>>>

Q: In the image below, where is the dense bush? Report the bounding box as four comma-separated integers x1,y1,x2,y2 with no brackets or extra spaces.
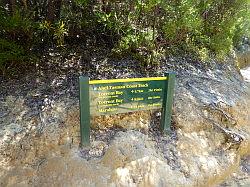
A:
94,0,250,62
0,0,250,74
0,7,34,75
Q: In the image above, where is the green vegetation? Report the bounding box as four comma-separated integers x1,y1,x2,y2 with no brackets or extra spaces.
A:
0,0,250,74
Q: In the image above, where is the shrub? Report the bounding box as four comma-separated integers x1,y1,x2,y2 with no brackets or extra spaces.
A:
94,0,250,62
1,0,250,74
0,39,29,75
0,7,34,75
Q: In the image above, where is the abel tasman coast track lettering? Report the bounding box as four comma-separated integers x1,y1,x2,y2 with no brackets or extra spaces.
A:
79,73,175,146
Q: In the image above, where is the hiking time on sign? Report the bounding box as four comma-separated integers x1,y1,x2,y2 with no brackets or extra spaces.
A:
89,77,167,116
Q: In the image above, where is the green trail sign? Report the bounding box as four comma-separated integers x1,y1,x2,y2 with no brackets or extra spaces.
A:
79,73,175,146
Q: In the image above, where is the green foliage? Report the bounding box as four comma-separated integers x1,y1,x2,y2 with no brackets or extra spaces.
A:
38,20,68,46
233,2,250,48
1,0,250,75
94,0,250,62
0,39,29,74
0,39,25,63
0,7,34,74
59,0,99,43
0,8,33,47
54,21,68,46
94,0,164,64
199,0,250,58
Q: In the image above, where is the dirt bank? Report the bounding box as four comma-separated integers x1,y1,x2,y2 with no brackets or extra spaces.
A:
0,54,249,186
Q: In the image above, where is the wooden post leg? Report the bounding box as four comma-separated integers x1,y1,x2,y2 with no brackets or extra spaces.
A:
160,72,176,133
79,76,90,146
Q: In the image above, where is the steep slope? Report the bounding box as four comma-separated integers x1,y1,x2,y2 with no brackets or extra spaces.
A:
0,55,249,186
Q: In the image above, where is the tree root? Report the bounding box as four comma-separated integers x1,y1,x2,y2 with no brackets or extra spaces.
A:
207,102,237,125
205,117,245,145
202,101,245,147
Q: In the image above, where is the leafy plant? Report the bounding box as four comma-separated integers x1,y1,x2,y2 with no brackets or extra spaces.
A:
0,7,35,75
54,21,68,46
0,39,29,75
1,0,250,76
93,0,250,62
0,8,33,48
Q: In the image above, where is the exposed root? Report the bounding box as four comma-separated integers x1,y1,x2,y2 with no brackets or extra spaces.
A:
36,158,47,171
208,102,237,125
202,102,245,148
205,117,245,145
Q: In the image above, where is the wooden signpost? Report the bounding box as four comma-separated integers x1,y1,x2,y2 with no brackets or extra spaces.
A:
79,73,175,146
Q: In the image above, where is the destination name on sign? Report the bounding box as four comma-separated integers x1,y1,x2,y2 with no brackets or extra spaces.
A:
79,74,175,146
98,99,123,105
96,83,149,91
99,108,118,113
98,91,123,96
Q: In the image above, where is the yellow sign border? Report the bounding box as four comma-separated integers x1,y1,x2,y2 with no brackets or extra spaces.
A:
89,77,167,85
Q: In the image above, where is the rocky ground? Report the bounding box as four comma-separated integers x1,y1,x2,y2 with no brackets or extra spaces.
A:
240,66,250,83
0,48,249,186
219,66,250,187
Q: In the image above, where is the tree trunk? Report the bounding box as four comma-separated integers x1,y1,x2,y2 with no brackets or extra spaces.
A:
46,0,62,23
5,0,16,15
22,0,27,10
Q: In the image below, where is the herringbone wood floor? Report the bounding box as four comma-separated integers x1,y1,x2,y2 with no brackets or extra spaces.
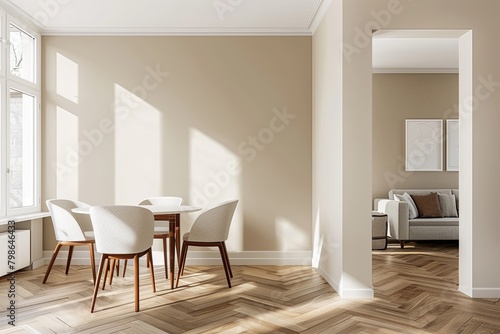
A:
1,241,500,333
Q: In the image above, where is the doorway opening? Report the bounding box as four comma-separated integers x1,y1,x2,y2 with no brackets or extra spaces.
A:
371,29,473,296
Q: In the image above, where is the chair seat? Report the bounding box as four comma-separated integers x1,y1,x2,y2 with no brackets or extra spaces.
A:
183,232,223,242
84,231,95,240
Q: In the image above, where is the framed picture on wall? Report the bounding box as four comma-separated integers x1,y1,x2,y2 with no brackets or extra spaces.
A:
405,119,443,171
446,119,459,171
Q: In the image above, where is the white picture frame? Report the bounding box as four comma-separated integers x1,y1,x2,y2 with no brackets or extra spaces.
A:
446,119,459,171
405,119,443,171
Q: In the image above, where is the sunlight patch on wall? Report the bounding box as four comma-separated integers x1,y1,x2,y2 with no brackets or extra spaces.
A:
56,106,78,198
189,128,243,251
56,53,79,104
275,216,308,252
312,207,321,268
114,84,162,204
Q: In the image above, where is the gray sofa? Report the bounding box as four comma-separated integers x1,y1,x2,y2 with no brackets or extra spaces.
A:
374,189,459,248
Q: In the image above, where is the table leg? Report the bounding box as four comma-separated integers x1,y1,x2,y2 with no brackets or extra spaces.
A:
169,221,175,289
175,214,181,264
152,212,185,289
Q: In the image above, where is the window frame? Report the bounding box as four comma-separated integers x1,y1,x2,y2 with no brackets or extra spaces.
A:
0,10,6,77
0,11,41,217
6,15,41,90
6,83,41,215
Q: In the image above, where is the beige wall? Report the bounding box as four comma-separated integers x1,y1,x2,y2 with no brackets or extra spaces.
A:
372,74,459,199
42,36,312,255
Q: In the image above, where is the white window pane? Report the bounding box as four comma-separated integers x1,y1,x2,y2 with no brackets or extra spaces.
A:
10,24,35,83
9,89,35,209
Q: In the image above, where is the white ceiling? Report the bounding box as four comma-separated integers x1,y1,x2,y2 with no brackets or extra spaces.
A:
372,30,463,73
5,0,328,35
4,1,463,72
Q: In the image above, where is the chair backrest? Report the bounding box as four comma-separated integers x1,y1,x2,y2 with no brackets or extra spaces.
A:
89,205,154,254
187,200,238,242
138,197,183,206
46,199,91,242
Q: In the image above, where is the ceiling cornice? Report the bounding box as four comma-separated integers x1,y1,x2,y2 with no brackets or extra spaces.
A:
307,0,332,33
39,27,315,37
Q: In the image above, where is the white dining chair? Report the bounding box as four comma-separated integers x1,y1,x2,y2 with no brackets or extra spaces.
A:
44,199,96,284
89,205,156,313
176,200,238,288
121,196,182,280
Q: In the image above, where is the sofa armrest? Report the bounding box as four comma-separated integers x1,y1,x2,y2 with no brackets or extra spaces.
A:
373,198,385,210
376,199,409,240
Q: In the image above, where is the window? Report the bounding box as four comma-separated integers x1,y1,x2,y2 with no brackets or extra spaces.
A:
0,11,41,217
9,24,36,83
9,88,36,209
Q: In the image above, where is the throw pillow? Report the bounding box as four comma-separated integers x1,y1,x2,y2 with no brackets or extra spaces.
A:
402,192,419,219
393,193,419,219
438,193,458,217
410,192,444,218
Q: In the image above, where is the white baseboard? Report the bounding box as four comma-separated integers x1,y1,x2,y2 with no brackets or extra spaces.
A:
317,266,374,298
31,258,44,270
43,250,312,266
338,287,374,299
317,266,340,292
470,288,500,298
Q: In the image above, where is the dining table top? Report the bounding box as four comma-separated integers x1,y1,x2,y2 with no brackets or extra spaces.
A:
71,205,201,215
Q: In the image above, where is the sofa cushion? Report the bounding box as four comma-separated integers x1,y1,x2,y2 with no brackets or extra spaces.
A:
409,218,459,226
394,193,419,219
438,193,458,217
411,192,444,218
452,189,459,213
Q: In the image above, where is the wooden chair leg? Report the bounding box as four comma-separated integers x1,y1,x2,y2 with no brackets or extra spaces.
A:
217,243,232,288
43,243,63,284
221,242,233,278
175,242,189,288
134,255,140,312
115,260,120,276
102,258,110,290
180,243,189,277
400,240,405,249
108,259,116,286
169,231,175,289
148,249,156,292
89,243,96,283
91,254,107,313
162,237,168,280
65,245,74,275
123,260,128,277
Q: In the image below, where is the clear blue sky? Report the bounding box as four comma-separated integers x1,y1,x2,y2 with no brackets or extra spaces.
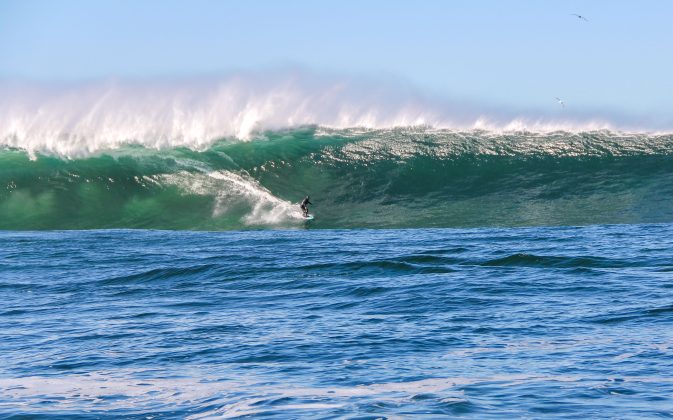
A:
1,0,672,119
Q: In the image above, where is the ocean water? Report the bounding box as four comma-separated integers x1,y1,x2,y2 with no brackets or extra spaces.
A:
2,225,673,418
2,128,673,231
2,125,673,418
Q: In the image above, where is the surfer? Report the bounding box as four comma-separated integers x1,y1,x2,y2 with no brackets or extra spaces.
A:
300,195,312,217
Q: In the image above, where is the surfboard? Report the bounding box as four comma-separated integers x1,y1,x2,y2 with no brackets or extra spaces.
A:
303,214,314,221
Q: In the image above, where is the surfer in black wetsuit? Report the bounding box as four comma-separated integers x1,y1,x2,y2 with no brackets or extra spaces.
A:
300,195,312,217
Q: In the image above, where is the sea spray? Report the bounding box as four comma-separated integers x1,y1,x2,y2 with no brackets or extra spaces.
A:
0,73,635,158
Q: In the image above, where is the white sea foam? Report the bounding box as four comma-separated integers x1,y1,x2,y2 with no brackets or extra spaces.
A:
2,370,669,417
159,169,302,226
0,71,661,157
207,170,300,225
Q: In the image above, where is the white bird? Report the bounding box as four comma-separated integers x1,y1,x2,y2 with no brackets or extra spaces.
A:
571,13,589,22
554,97,565,108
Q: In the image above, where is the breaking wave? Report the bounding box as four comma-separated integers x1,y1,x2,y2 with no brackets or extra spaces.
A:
0,73,644,158
2,127,673,230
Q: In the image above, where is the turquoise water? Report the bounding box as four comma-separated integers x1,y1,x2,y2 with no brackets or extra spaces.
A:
2,128,673,230
2,225,673,418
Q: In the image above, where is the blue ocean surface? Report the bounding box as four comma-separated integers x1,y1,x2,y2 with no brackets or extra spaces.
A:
2,224,673,418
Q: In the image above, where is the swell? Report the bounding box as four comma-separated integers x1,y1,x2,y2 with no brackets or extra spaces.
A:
2,128,673,230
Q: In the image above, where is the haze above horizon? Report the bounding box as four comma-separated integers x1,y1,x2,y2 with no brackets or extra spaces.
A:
1,0,672,125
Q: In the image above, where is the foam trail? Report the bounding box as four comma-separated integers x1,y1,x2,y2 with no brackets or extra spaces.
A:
0,71,638,158
207,171,301,225
160,169,300,226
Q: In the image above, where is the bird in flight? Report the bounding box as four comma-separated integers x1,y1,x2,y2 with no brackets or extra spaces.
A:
554,97,565,108
571,13,589,22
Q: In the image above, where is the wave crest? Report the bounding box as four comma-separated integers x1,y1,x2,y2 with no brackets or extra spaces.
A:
0,72,638,157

<<<

EXERCISE = Copy out, from the listing above, every line that contains the word "picture".

YOUR RESPONSE =
Q: In the image above, where is the framed picture on wall? Report the bounding box as four comma-separated integers x1,y1,x2,y2 with no brackets or extra spaces.
Q: In the image above, where is the white picture frame? Report the bounding box as four comma-separated integers x1,y1,x2,y2 with no brackets or extra spaces.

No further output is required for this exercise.